[Collection entries]
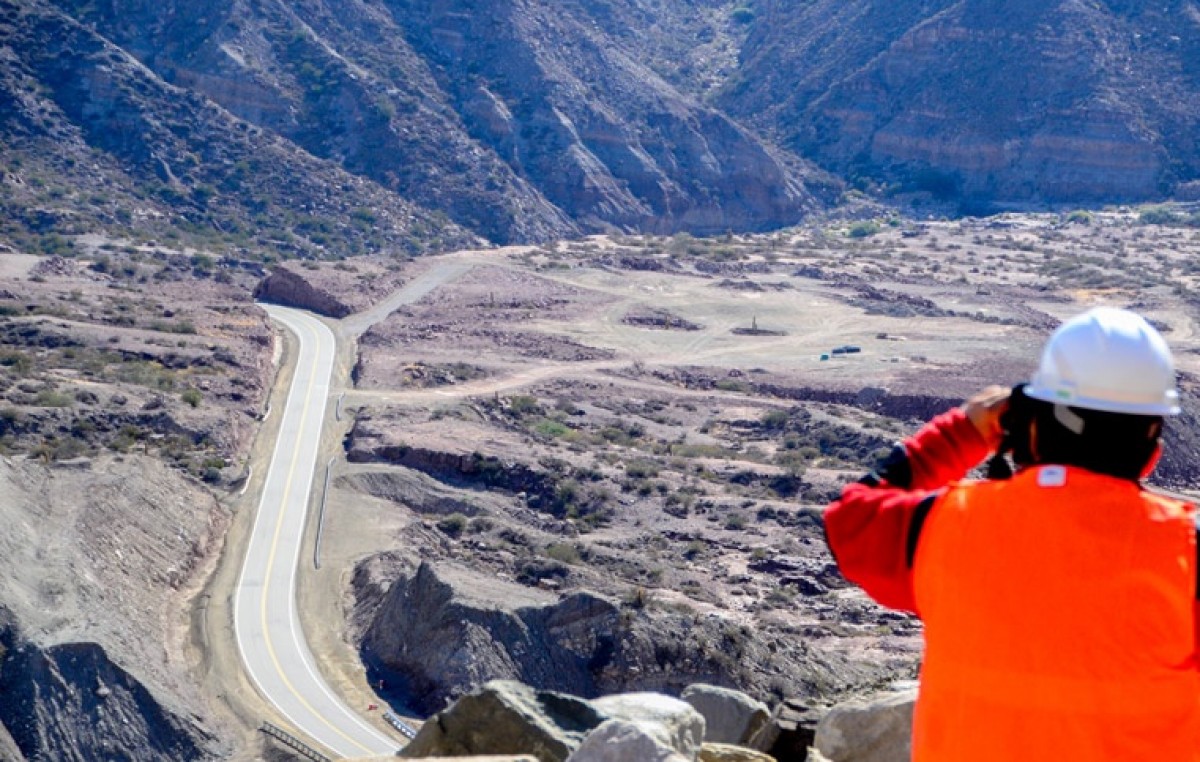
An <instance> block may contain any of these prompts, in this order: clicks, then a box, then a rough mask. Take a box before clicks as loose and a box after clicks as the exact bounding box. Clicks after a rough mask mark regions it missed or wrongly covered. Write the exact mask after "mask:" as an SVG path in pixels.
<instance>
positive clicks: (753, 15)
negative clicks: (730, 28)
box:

▶ **Your assignment**: Set the records down again word for word; the pictures stay out.

▶ **The answer**:
An <instance> block may contain any of these prompts, in this order: clicks, then a box, then a rough mask. Take a box before clicks as loose and a box after clicks as the exact bounding box. Clicks after a rough mask mark regions it missed or wrongly covered. Write the exact mask after "mask:" as an SVG path in pixels.
<instance>
positive clicks: (753, 15)
negative clicks: (730, 28)
box:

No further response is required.